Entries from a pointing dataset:
[start]

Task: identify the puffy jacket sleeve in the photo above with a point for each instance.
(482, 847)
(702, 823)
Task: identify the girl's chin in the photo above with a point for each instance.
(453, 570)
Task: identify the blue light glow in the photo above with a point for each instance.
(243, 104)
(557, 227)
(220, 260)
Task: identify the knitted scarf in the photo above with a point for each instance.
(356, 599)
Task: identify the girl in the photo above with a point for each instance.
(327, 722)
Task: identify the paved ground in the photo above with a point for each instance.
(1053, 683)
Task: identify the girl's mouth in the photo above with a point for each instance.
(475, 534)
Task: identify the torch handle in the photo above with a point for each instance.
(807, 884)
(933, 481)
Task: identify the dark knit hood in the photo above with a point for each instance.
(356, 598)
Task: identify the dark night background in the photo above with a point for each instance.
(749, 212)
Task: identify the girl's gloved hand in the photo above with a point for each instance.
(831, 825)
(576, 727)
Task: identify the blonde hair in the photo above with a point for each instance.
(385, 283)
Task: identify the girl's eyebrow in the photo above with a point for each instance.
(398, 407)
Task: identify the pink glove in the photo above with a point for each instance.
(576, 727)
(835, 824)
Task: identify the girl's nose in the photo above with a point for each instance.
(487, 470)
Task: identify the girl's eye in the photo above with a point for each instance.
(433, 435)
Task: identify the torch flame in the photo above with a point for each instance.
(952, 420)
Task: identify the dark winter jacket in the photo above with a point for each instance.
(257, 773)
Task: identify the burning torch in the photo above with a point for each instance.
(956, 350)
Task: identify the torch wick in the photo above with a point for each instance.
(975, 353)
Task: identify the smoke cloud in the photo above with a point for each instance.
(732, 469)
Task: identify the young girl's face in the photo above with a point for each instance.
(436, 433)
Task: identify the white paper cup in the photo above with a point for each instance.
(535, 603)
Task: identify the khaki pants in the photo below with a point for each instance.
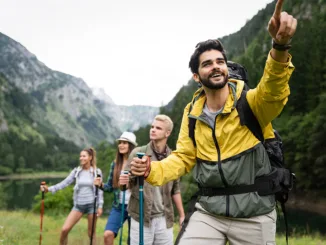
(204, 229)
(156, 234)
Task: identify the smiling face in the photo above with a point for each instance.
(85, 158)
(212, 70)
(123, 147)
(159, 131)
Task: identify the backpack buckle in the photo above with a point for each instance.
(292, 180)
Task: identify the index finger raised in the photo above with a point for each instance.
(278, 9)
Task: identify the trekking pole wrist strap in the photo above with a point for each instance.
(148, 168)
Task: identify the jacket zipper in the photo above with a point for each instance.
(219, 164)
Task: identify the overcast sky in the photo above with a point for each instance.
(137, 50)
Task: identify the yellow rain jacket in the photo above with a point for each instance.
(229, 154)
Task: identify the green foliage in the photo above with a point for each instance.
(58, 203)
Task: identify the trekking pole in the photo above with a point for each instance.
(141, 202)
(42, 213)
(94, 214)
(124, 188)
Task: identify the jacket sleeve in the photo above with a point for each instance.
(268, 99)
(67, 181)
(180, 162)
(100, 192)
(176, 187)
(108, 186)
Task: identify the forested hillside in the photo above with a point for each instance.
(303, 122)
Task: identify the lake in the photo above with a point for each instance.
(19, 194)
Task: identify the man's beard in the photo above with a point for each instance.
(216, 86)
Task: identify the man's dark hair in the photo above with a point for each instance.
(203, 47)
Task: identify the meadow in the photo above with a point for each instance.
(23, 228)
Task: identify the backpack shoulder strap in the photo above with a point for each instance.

[end]
[start]

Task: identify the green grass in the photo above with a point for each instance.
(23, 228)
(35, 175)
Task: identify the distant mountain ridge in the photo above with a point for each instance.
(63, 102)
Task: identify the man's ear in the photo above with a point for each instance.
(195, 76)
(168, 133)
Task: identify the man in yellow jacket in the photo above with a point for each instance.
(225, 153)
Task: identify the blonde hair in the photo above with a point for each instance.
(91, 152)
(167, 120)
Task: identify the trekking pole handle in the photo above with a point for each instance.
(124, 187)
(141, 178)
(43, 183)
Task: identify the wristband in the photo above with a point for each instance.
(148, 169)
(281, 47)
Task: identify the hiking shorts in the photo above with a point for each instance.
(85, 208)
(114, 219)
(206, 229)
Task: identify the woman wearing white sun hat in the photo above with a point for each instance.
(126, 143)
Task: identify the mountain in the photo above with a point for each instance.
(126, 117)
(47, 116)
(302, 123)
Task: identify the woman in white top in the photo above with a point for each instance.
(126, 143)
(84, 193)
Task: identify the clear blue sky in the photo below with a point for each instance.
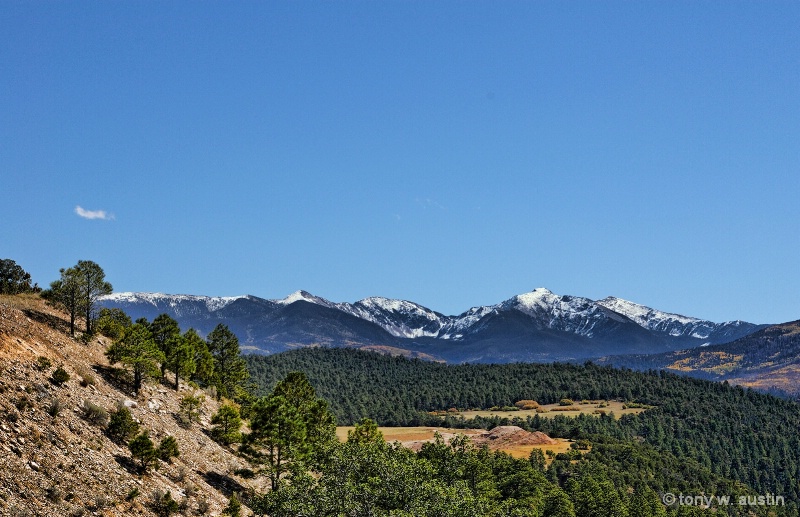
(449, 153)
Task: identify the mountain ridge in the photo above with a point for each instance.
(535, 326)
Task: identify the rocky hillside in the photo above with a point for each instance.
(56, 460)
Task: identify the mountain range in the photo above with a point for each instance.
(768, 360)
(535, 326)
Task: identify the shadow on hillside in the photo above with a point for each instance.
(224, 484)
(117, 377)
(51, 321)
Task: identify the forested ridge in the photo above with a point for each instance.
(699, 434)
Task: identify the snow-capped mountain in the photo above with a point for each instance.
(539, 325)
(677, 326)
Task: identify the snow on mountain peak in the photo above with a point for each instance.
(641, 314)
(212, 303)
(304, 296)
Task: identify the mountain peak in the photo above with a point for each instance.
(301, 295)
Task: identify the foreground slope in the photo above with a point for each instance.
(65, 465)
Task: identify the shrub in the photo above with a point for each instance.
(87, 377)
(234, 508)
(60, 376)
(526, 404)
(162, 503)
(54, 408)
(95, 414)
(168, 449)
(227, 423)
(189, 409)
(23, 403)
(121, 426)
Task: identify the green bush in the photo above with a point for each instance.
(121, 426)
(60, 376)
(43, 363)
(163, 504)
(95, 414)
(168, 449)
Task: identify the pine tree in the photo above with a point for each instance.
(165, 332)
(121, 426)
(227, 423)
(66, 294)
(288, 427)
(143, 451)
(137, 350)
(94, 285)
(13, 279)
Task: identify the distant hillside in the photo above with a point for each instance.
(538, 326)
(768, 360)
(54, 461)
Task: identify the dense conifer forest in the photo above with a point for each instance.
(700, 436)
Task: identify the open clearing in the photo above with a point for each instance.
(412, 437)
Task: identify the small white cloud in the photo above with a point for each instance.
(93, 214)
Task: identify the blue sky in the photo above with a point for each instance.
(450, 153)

[end]

WHAT TO WORK ON: Please pull out each line above that contains the word "snow".

EXERCISE ANSWER:
Task: identify the snow-capped mountain in the photo above with a point for each instance.
Task: identify the snow on mountain peak in the photo above with a point for each instance.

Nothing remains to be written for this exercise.